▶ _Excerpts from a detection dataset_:

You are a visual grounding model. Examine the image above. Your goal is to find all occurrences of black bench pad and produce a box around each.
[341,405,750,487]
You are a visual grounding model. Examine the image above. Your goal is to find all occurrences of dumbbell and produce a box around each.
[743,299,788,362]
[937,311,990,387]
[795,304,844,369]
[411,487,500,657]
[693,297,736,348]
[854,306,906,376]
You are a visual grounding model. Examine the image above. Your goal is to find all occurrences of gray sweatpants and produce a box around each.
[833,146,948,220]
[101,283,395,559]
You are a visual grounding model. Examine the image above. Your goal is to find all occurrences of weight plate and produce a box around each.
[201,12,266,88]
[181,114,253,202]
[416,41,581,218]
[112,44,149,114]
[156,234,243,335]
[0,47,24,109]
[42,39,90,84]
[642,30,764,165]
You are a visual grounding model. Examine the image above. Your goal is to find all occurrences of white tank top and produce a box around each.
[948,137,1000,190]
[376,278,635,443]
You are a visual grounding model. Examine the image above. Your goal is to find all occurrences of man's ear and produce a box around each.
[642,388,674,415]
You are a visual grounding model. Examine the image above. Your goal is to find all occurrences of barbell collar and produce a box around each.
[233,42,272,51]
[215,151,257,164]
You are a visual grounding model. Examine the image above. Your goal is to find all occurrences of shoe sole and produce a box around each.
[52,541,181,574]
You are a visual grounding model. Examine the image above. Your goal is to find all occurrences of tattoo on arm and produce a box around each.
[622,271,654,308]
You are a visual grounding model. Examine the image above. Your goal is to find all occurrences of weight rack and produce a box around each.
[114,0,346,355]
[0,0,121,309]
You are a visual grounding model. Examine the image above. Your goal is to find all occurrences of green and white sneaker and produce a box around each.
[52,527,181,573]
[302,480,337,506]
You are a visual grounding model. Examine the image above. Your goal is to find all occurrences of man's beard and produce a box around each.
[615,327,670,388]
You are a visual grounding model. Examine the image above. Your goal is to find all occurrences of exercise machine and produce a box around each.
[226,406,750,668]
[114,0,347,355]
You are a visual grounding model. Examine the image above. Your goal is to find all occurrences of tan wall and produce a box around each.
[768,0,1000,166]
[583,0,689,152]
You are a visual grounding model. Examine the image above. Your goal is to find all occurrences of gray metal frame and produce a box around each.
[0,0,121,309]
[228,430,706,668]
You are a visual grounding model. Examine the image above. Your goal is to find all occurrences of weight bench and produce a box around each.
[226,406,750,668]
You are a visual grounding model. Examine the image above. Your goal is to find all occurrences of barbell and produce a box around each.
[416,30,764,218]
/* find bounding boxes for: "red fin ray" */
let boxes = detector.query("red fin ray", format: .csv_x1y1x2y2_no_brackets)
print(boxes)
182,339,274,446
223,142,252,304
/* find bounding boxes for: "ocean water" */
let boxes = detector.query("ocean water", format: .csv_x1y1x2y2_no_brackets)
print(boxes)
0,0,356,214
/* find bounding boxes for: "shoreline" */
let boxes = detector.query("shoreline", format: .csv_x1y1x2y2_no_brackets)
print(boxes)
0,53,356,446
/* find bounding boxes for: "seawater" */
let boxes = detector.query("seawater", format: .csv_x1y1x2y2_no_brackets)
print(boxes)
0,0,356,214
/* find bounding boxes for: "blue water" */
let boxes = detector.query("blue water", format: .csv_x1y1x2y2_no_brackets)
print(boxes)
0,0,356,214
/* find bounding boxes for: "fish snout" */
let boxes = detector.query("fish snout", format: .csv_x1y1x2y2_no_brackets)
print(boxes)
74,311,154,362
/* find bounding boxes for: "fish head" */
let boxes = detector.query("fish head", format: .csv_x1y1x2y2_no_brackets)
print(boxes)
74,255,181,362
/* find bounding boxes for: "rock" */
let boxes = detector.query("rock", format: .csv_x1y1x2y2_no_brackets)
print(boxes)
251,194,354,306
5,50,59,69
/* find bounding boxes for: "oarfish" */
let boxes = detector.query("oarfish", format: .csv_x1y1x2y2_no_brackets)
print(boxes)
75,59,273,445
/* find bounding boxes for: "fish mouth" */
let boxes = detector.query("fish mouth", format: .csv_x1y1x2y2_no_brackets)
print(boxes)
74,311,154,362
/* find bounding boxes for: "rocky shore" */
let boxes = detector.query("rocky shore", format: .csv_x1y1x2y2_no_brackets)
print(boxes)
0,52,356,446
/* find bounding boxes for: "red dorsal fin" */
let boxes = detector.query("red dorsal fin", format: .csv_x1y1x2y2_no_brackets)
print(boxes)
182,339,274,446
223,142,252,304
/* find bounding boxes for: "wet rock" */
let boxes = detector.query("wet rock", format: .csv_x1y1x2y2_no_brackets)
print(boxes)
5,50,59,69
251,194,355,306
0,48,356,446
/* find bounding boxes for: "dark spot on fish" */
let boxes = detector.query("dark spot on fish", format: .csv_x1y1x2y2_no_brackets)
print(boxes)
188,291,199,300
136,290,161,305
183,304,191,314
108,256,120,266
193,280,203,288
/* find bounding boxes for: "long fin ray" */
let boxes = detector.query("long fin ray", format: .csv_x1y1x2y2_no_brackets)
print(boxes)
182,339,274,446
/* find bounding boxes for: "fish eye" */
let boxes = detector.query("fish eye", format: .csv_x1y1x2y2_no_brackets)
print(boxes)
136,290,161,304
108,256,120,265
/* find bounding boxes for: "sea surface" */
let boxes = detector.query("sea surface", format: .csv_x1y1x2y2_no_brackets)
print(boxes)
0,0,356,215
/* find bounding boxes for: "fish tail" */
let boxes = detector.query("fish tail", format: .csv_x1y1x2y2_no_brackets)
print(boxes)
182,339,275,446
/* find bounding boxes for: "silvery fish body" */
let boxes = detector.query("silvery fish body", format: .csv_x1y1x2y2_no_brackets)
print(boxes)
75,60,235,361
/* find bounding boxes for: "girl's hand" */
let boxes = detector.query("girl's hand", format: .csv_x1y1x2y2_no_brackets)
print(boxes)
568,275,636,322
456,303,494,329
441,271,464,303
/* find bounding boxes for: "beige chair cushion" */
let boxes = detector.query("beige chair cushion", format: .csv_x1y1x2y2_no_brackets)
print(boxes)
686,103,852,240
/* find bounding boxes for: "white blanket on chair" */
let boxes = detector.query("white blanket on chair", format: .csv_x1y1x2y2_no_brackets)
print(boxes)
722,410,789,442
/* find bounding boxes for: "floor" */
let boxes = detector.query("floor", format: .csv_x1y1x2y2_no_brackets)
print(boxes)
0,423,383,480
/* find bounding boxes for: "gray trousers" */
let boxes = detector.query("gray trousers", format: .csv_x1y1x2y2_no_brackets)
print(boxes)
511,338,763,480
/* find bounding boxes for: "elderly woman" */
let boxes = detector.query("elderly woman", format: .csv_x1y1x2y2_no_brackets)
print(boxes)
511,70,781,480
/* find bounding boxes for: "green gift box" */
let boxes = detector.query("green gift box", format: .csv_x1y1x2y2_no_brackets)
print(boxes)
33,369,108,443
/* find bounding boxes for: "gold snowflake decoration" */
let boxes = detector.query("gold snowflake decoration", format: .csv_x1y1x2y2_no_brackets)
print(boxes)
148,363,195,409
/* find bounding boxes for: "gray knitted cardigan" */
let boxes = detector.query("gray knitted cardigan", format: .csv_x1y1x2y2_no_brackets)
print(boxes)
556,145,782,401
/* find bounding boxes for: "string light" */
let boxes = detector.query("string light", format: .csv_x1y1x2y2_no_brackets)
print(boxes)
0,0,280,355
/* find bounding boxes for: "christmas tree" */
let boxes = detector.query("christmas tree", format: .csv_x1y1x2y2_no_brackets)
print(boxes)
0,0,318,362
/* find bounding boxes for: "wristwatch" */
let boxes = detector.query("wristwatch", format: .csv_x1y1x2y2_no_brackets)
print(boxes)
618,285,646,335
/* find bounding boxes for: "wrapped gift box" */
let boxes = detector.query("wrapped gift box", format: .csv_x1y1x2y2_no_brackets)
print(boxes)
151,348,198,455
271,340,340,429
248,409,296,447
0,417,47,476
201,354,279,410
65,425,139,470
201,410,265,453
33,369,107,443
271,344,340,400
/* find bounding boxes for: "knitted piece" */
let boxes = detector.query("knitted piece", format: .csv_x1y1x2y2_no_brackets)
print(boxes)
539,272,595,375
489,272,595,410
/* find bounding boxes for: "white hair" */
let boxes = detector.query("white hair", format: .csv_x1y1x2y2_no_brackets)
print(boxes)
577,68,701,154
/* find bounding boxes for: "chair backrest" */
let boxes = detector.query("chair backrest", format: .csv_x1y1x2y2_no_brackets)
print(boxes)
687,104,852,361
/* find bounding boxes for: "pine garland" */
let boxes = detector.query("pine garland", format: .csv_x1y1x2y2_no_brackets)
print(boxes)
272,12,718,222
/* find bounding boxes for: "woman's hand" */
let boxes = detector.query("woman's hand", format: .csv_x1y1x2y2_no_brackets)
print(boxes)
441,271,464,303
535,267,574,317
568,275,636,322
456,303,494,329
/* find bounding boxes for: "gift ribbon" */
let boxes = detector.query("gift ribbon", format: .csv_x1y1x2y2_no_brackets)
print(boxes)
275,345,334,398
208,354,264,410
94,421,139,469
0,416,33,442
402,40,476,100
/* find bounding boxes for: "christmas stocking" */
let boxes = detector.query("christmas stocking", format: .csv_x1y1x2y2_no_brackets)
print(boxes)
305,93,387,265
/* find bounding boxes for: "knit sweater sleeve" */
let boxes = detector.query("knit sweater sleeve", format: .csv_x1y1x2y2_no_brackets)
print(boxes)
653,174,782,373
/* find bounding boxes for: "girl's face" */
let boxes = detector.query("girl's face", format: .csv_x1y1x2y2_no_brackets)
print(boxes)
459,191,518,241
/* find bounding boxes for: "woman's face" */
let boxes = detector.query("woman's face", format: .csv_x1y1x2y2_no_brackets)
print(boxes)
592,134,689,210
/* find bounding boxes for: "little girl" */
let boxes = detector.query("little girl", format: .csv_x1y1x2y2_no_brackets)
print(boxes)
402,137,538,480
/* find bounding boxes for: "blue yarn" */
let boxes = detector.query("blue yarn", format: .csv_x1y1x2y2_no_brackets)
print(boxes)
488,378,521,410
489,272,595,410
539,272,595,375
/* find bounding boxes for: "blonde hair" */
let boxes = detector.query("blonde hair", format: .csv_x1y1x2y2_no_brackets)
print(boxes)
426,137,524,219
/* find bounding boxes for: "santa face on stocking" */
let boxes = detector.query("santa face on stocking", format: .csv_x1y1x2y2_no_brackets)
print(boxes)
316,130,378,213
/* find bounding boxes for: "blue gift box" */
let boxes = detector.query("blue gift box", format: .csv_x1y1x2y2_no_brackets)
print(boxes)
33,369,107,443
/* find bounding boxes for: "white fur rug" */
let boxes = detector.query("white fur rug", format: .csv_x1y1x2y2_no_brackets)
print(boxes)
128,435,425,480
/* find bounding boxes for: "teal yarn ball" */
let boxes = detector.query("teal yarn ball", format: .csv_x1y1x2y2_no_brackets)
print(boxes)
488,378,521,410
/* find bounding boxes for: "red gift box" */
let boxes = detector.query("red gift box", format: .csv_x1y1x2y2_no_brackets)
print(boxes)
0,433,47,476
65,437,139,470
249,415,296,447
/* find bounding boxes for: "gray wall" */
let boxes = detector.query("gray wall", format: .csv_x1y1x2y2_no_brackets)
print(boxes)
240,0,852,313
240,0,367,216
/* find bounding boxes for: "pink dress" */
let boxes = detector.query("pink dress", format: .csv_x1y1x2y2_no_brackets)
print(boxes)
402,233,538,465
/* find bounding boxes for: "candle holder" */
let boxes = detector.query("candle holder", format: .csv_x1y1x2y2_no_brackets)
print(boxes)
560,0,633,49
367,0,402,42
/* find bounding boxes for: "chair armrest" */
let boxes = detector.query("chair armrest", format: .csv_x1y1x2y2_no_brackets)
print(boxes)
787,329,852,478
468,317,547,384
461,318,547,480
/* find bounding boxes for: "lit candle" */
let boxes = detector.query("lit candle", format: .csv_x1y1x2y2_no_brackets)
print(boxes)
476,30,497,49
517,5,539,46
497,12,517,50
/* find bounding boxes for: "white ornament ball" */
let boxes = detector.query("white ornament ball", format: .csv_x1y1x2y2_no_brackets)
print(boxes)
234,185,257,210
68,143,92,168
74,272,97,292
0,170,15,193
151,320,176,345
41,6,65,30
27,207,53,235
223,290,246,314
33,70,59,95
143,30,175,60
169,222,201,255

▶ _YOUR TASK_: Starting at the first of the items and ending at the line that contains "[854,306,906,376]", rewrite those lines with "dumbbell" swapped for "kettlebell" and everything else left the same.

▶ _RESPONSE_:
You are a visual grounding model. Examine the image above. Your goal is to find all occurrences of black bench pad and produce a box around each.
[341,405,750,487]
You are a visual grounding model. Examine the image above. Your goal is to find all occurrences of kettlebell and produce a box around each.
[743,299,788,362]
[937,311,990,387]
[795,304,844,369]
[411,487,500,657]
[693,297,736,348]
[854,306,906,376]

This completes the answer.